__Job__
How many rows below contain the string "girl", with case counting? Give only the number.
** Start Task data **
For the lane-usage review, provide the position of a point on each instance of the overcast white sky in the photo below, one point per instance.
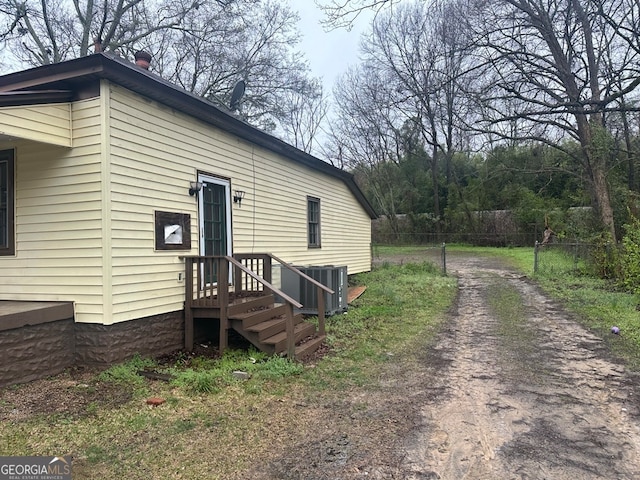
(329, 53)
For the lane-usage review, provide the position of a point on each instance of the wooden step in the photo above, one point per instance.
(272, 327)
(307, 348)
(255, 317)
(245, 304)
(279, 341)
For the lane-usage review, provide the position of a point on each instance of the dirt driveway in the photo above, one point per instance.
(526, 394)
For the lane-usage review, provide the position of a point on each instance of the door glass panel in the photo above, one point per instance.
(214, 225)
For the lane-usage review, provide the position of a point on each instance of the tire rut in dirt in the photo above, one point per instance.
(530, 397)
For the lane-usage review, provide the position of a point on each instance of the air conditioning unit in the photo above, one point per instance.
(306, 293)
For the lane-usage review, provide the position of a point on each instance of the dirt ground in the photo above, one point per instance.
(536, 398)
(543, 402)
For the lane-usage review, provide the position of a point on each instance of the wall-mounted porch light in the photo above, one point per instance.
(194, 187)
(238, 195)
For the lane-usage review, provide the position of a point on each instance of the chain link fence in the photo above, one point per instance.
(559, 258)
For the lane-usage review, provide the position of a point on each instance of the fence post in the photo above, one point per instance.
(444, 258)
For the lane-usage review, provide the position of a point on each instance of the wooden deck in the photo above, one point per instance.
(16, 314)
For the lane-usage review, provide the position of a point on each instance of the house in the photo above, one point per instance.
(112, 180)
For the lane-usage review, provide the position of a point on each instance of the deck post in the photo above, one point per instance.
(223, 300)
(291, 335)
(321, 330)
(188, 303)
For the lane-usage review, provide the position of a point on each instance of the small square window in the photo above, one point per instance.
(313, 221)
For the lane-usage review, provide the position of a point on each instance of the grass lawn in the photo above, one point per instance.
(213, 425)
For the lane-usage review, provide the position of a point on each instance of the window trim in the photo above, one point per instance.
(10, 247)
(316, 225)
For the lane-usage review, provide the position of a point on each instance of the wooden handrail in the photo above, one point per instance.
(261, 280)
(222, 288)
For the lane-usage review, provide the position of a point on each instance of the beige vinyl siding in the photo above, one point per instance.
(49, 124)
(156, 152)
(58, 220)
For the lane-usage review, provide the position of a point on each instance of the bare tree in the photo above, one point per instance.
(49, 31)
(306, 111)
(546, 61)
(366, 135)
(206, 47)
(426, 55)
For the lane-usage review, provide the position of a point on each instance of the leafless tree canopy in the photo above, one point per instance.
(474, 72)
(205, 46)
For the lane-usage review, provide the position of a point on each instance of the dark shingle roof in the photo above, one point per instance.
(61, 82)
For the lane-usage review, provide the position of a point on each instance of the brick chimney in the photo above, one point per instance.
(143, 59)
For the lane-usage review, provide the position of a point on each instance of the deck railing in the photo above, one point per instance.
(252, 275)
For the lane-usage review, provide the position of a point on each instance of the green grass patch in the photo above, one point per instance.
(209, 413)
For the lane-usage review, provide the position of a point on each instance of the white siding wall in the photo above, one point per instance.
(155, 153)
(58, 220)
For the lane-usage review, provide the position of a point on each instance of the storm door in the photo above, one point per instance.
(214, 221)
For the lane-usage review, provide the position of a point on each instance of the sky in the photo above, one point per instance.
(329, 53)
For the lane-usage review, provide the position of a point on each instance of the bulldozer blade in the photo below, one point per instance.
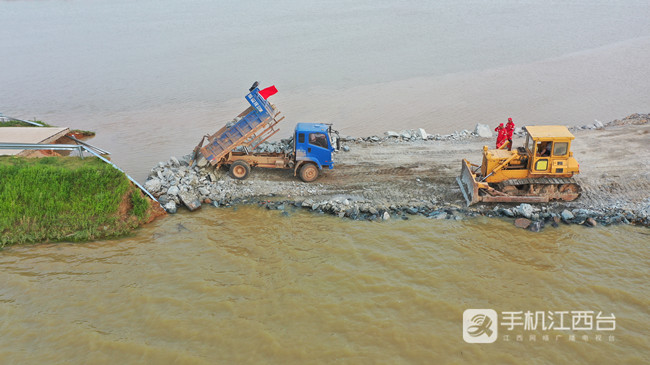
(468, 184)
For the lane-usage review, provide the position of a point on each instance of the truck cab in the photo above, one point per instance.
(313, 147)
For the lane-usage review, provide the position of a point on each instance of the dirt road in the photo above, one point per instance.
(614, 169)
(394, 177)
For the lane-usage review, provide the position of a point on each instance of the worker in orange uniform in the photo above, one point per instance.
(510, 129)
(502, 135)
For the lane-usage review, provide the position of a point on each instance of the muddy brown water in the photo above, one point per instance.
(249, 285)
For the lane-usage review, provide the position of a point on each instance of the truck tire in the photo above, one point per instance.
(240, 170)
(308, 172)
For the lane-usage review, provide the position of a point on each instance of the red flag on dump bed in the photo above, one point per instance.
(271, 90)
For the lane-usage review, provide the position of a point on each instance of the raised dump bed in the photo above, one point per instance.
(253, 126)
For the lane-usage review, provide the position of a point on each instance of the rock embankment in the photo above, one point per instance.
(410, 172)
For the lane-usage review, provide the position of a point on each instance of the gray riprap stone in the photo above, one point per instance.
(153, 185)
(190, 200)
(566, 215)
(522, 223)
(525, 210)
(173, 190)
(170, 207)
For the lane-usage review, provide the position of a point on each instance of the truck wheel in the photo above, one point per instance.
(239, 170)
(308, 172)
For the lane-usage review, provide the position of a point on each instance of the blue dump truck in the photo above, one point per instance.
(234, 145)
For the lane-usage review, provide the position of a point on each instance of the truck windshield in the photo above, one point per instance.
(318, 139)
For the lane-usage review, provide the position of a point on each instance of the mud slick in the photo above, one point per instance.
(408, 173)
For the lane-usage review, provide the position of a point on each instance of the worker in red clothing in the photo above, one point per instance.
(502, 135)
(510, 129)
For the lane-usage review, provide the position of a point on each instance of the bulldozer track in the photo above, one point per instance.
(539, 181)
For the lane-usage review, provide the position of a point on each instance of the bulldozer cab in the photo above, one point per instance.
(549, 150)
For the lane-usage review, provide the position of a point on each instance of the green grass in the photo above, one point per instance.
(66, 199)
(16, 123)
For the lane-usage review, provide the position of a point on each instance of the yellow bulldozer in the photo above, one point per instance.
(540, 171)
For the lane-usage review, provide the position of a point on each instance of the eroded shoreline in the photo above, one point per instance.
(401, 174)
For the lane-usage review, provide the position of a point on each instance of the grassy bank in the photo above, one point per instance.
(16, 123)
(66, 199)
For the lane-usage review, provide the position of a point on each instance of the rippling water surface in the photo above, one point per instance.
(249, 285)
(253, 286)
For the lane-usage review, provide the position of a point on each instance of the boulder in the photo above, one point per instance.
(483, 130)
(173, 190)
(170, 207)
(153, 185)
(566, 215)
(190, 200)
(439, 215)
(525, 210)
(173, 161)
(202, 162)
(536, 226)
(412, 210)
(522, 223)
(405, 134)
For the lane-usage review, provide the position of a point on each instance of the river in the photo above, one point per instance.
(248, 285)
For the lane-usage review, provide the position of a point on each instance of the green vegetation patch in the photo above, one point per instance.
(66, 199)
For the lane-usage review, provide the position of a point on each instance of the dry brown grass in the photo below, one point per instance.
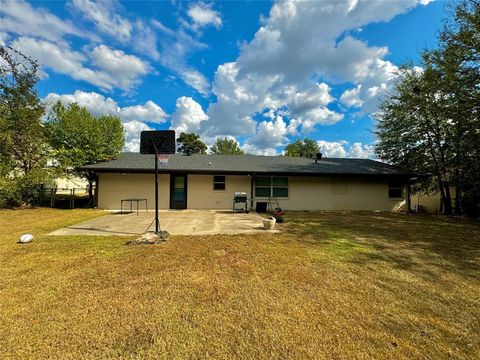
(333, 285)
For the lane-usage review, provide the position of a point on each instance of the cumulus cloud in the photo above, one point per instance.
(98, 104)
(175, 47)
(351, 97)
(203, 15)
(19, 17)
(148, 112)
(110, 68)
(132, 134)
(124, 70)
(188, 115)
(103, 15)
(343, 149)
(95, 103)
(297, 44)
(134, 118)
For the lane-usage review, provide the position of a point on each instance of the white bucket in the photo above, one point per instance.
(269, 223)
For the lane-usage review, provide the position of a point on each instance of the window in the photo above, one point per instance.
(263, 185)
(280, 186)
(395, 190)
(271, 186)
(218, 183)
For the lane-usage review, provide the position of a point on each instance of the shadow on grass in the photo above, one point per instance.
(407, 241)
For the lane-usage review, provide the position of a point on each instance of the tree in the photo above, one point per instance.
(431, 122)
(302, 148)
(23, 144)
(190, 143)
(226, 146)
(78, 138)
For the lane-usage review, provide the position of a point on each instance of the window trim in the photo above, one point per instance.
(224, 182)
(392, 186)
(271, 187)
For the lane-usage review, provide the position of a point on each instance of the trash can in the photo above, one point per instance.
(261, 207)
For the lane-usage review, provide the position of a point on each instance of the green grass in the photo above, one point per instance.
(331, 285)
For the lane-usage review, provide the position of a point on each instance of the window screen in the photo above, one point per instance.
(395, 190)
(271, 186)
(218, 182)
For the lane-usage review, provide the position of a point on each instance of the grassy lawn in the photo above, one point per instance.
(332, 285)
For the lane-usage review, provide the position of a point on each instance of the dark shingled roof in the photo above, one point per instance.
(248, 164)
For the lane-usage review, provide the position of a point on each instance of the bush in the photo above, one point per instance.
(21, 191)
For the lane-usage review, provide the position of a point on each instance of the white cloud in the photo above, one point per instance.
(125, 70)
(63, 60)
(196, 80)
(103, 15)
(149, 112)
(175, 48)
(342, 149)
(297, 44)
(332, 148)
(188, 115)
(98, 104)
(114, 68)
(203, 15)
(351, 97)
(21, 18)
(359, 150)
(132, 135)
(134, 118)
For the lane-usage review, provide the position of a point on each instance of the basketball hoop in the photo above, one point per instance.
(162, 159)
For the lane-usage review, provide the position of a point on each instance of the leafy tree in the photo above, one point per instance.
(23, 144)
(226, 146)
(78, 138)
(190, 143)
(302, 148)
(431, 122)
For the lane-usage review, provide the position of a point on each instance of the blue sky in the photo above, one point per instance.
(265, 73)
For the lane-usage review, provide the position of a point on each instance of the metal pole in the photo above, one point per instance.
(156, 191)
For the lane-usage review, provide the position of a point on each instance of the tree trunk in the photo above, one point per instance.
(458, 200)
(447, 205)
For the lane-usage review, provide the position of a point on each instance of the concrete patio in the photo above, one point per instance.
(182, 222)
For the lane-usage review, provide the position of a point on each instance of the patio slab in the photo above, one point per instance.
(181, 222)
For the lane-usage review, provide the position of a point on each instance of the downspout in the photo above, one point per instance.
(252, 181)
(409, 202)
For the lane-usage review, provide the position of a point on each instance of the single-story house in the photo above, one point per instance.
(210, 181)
** End Task data **
** Start Task data **
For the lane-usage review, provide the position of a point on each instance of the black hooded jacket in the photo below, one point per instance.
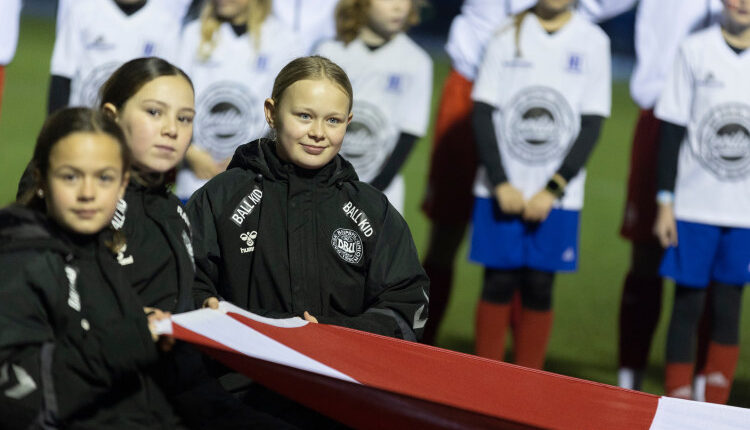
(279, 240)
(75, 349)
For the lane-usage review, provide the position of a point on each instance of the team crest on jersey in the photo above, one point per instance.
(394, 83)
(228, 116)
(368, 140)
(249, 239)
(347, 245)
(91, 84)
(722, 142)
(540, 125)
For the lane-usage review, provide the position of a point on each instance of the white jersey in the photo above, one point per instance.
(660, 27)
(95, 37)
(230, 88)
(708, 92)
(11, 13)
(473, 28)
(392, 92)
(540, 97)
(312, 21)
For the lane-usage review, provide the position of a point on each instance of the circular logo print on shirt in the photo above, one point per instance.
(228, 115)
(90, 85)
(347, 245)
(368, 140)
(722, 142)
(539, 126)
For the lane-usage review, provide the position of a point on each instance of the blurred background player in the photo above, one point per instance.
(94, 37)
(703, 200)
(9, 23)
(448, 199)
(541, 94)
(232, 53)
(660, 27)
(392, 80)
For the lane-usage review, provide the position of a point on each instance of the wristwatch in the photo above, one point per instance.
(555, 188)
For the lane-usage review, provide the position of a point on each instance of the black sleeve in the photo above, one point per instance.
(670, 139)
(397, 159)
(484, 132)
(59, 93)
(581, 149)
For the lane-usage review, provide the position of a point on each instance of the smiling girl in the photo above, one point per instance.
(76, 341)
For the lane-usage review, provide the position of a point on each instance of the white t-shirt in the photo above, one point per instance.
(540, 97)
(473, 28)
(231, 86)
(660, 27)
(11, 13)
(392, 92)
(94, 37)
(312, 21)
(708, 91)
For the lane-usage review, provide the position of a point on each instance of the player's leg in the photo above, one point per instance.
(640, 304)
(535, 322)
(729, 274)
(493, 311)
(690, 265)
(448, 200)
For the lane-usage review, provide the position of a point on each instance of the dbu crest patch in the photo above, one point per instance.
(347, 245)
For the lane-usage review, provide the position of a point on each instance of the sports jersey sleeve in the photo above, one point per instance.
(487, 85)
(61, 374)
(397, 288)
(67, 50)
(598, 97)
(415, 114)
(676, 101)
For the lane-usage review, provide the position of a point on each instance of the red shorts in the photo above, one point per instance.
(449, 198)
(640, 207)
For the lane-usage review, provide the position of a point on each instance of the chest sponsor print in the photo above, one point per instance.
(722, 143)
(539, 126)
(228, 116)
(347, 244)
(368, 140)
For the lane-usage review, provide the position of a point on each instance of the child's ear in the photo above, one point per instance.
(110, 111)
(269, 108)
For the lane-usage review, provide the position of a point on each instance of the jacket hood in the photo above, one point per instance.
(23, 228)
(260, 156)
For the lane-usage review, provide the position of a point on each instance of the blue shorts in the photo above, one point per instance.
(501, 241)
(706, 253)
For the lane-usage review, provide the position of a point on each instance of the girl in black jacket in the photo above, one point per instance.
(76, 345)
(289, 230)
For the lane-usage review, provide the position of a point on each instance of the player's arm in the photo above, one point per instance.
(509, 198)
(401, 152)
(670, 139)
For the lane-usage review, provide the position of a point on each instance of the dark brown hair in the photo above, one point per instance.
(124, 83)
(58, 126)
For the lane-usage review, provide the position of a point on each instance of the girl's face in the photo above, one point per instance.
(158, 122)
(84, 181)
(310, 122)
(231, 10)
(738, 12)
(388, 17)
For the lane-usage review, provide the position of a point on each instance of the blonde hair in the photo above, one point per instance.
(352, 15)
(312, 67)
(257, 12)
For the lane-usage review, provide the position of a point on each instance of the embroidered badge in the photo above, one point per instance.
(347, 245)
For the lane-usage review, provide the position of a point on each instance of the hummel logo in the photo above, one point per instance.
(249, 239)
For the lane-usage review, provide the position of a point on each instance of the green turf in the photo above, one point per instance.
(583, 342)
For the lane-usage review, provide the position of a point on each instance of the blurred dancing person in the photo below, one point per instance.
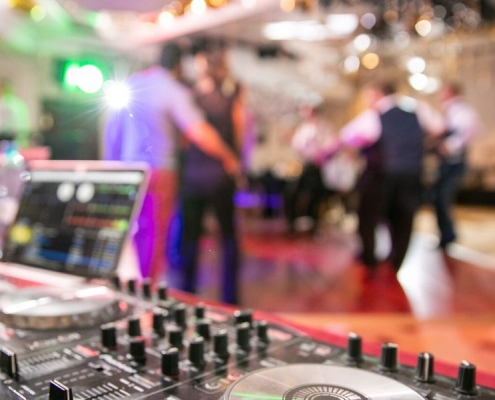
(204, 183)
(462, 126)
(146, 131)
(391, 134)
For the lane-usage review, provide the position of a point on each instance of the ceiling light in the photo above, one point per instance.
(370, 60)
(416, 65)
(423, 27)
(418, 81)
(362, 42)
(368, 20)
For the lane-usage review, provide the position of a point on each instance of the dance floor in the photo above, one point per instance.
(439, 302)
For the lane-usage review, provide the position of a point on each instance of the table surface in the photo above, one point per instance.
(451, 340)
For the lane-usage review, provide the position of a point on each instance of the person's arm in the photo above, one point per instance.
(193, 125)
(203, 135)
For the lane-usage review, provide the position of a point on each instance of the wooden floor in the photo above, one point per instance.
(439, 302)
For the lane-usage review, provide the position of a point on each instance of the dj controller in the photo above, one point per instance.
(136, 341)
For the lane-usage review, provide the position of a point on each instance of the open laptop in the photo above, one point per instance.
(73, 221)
** End Task data **
** Start Task data **
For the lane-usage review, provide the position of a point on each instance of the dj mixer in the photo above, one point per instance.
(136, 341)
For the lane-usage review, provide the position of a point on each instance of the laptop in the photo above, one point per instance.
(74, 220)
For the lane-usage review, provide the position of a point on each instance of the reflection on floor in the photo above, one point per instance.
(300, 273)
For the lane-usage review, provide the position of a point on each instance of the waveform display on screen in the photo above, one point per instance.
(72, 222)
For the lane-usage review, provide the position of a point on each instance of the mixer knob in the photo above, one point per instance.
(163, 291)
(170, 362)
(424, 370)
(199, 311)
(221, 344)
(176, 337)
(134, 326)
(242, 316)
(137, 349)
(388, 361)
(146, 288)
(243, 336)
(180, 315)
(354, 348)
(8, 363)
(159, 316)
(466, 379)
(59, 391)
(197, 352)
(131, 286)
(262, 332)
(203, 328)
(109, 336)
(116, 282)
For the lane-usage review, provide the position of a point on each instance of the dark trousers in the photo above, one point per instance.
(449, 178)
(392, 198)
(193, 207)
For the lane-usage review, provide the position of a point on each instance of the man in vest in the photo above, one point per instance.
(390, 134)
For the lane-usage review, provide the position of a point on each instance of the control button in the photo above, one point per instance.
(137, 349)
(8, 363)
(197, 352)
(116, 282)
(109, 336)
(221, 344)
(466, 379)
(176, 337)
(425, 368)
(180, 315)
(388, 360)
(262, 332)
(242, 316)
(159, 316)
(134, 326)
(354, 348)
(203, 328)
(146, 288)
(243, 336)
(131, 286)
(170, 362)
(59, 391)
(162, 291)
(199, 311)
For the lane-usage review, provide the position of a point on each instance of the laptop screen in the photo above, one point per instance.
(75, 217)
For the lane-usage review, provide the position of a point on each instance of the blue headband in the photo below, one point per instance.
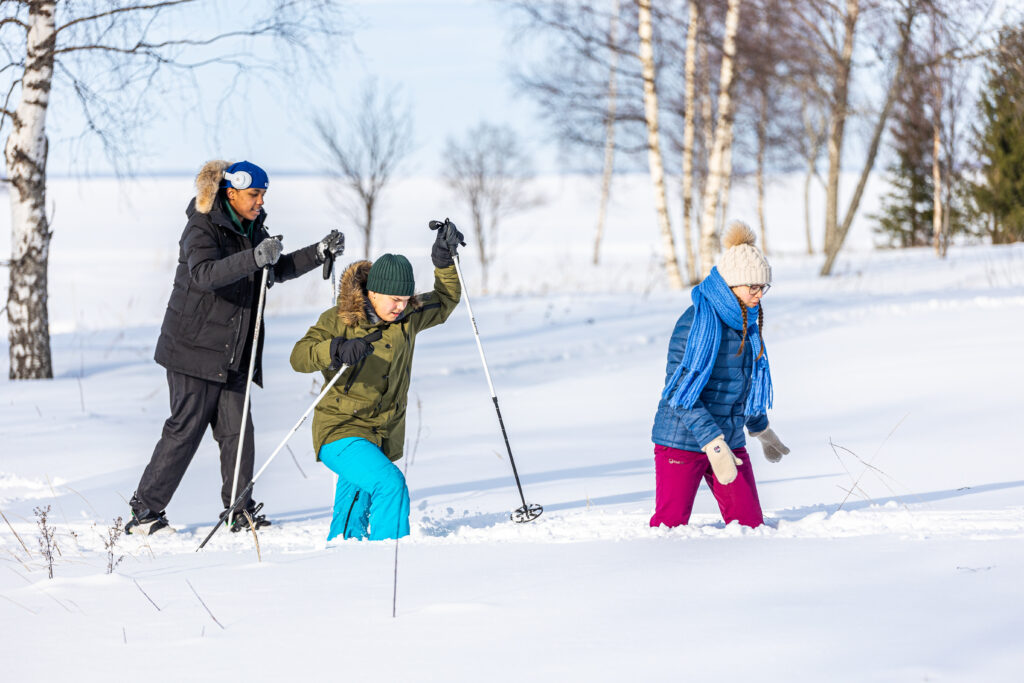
** End Task data **
__Output below__
3